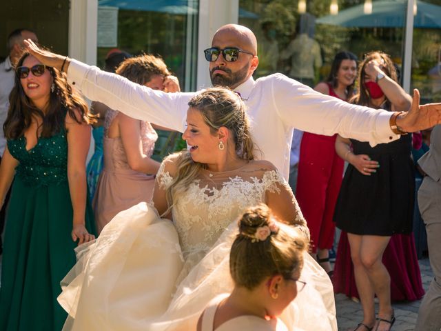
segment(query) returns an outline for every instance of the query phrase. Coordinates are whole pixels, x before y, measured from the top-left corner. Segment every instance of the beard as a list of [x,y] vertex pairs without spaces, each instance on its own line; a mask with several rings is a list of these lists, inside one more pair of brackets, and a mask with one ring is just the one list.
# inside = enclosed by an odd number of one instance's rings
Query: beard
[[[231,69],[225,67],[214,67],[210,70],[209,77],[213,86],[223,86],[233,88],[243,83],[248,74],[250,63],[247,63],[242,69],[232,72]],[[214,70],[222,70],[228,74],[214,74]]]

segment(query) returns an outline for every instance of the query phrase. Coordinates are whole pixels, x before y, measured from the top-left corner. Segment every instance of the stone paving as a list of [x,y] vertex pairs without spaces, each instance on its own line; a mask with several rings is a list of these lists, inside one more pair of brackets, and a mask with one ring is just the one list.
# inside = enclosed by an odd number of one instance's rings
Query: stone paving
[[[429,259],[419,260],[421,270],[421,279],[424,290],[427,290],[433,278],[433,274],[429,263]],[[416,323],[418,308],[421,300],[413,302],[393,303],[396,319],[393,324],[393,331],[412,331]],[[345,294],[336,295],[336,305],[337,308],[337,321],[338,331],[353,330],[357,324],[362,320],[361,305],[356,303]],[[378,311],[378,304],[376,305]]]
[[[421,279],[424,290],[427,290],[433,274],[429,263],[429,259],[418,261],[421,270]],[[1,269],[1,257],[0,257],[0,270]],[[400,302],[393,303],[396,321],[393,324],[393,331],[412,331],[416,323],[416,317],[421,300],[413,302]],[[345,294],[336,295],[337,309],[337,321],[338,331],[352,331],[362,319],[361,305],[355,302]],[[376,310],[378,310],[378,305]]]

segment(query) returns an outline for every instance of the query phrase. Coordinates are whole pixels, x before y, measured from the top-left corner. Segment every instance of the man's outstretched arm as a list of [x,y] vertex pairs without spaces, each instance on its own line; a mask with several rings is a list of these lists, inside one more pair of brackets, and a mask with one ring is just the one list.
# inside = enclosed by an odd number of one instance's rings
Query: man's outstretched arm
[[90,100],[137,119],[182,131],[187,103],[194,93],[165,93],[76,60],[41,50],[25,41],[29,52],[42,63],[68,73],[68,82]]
━━━━━━
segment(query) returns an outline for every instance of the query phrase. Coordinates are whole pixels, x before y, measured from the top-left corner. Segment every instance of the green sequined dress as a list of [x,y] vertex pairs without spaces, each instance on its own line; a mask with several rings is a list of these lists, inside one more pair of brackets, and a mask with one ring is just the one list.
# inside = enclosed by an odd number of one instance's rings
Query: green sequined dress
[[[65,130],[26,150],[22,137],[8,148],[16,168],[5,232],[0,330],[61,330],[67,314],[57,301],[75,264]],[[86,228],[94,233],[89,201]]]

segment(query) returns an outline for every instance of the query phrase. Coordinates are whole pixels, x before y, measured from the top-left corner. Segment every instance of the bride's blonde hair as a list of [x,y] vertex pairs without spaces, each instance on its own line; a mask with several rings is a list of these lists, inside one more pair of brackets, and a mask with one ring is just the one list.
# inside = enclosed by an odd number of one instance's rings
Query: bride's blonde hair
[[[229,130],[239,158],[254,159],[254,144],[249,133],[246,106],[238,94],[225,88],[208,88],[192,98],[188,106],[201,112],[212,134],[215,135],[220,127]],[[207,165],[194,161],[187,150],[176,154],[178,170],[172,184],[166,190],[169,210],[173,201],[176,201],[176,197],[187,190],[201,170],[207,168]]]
━━━━━━
__Set problem__: Copy each line above that contains the string "beard". Case counts.

__Response to this task__:
segment(query) returns an outline for every instance of the query phrase. Coordinates are whole pixels, x before y, measured from the top-left corner. Segment every instance of the beard as a list of [x,y] vertex pairs without spaces, each instance on its own line; a mask with several rings is a list of these lists, inside one more pair of brackets, and a mask with one ring is just the one list.
Query: beard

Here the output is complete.